## Exercise
Arrange the lines below, from the one containing "the cabinet drawer" down to the last line inclusive, as a JSON list of strings with one string per line, omitting blank lines. Give only those lines and leave the pictures out.

[Start Records for this exercise]

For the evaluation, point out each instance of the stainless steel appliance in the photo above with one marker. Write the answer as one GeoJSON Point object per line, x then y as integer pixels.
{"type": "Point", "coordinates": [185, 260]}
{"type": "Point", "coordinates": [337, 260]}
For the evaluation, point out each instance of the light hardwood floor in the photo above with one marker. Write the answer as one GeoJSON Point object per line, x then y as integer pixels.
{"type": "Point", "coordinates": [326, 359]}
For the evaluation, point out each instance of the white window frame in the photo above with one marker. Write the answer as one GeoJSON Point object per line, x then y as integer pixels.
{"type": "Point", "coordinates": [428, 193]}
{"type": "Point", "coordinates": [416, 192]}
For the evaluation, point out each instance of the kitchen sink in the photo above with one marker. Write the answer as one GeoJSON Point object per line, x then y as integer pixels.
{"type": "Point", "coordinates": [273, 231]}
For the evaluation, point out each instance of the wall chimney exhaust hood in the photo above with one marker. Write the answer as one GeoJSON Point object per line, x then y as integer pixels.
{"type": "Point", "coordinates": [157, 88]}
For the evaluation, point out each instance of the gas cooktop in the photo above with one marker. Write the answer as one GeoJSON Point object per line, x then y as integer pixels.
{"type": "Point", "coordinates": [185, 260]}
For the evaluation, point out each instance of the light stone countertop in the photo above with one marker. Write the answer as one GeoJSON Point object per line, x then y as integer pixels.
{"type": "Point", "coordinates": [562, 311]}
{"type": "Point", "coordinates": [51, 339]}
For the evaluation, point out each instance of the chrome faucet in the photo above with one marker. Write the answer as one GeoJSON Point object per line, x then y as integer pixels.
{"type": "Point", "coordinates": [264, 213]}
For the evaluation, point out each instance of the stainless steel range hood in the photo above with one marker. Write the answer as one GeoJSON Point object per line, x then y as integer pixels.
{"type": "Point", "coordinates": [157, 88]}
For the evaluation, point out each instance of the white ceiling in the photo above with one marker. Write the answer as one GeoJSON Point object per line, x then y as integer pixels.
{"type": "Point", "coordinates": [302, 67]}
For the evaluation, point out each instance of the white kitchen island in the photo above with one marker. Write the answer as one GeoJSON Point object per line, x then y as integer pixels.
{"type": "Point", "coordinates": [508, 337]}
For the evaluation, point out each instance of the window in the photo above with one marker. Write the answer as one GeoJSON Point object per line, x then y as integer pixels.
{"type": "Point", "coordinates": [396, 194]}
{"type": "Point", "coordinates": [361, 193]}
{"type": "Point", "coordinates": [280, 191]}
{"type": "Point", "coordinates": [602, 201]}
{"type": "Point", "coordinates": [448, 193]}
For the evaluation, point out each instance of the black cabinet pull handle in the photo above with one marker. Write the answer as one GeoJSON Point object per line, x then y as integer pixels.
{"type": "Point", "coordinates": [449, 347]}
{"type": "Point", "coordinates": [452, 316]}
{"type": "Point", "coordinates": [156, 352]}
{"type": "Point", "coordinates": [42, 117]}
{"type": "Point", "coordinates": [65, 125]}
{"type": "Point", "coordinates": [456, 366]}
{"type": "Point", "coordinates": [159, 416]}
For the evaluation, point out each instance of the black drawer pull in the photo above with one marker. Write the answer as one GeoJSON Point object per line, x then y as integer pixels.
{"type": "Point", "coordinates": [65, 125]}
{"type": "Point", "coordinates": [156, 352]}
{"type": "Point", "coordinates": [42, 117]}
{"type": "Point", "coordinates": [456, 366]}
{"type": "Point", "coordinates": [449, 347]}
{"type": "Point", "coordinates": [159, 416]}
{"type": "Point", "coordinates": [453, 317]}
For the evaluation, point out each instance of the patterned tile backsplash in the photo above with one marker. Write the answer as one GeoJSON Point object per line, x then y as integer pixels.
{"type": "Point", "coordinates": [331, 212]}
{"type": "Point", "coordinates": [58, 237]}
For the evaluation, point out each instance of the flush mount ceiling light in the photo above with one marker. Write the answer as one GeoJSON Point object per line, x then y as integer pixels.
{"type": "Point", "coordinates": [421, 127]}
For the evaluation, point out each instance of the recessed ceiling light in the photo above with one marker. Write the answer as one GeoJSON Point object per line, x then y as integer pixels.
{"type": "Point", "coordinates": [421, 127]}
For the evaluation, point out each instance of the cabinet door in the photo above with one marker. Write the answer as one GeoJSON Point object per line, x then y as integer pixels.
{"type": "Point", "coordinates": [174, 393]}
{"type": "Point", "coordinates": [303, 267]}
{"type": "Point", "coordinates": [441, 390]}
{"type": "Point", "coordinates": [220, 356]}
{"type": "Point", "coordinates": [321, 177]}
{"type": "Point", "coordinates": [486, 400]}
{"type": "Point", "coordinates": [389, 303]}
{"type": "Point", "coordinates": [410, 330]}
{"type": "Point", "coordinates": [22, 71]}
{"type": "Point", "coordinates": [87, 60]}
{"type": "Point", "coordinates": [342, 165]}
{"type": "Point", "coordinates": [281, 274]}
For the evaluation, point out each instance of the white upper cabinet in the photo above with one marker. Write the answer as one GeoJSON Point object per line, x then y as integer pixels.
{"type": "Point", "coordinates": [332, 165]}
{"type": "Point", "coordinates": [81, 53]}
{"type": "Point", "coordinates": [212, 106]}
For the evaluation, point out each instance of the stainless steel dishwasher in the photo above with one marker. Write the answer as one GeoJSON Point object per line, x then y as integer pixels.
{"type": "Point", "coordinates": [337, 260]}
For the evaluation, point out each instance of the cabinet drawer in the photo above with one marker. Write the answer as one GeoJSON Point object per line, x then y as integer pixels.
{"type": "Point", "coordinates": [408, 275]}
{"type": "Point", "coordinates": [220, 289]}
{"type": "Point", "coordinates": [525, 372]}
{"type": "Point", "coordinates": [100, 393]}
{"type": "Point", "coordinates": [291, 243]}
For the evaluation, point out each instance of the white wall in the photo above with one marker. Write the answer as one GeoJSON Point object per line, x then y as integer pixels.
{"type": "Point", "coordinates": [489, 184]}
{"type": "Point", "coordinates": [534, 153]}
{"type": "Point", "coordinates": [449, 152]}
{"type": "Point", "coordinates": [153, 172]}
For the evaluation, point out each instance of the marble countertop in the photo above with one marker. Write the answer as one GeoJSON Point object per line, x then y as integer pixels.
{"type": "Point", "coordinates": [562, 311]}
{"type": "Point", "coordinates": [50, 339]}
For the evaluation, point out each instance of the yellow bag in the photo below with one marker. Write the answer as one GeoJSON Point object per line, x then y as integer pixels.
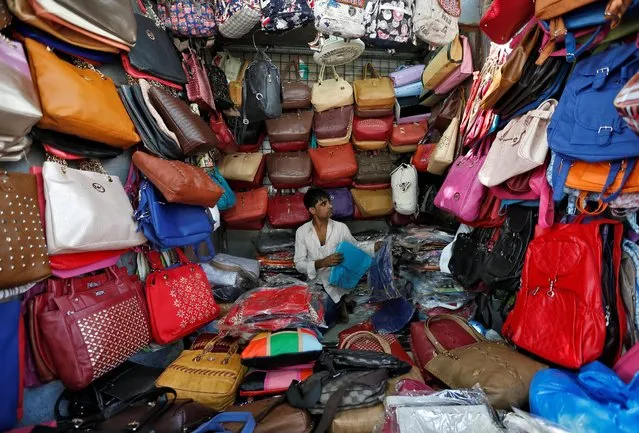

[End Records for this exercise]

## Result for this task
[
  "For the evaluation, point out each instance of the cabinet drawer in the photo above with one marker. Write the answer as one GeoJSON Point object per line, x then y as integer pixels.",
  "{\"type\": \"Point\", \"coordinates\": [408, 275]}",
  "{\"type\": \"Point\", \"coordinates\": [220, 289]}",
  "{\"type\": \"Point\", \"coordinates\": [525, 372]}",
  "{\"type\": \"Point\", \"coordinates\": [100, 393]}",
  "{\"type\": \"Point\", \"coordinates\": [291, 243]}",
  "For the evaluation, point out each instance of the white wall in the photo above with one marker. Write the answer as one GeoJSON Point object per line, x then y as integer pixels.",
  "{\"type\": \"Point\", \"coordinates\": [489, 184]}",
  "{\"type\": \"Point\", \"coordinates\": [534, 153]}",
  "{\"type\": \"Point\", \"coordinates\": [449, 152]}",
  "{\"type\": \"Point\", \"coordinates\": [153, 172]}",
  "For the evaluation, point out each instance of the marble countertop in the photo above with one marker. Write the answer as one GeoJSON Point object per line, x then y as integer pixels.",
  "{\"type\": \"Point\", \"coordinates\": [562, 311]}",
  "{\"type\": \"Point\", \"coordinates\": [50, 339]}",
  "For the evaluation, point out each instance of the yellow bag in the photo below with one marker. Write the answer as one GeoJSON Point object per line, x then y as integer pixels."
]